»»
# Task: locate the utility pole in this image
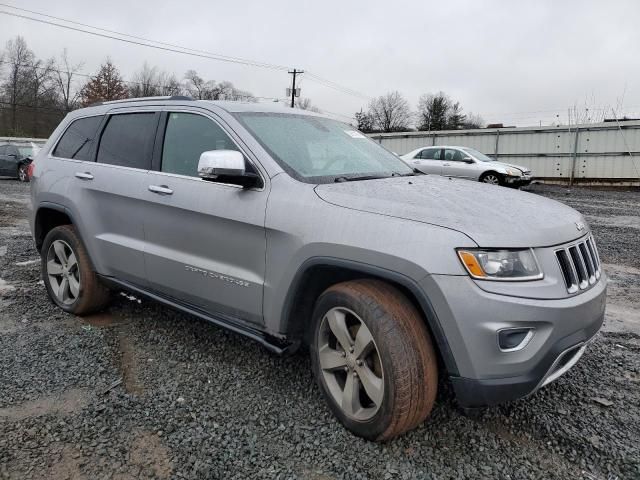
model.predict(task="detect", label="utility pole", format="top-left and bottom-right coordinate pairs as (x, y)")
top-left (288, 69), bottom-right (303, 108)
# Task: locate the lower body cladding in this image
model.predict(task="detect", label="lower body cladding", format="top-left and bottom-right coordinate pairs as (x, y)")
top-left (421, 273), bottom-right (607, 407)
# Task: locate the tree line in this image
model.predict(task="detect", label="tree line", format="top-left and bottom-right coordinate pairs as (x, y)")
top-left (355, 91), bottom-right (485, 133)
top-left (0, 36), bottom-right (257, 137)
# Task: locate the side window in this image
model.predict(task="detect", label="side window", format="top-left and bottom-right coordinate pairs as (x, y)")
««
▶ TASK BRIEF:
Restate the line containing "# Task: locate the side window in this image" and every remaining line of the records word for word. Add nothing.

▶ RESPONSE AREA:
# Task: locate the side window in this image
model.predict(task="detect", label="side window", format="top-left and bottom-right coordinate pairs as (x, y)")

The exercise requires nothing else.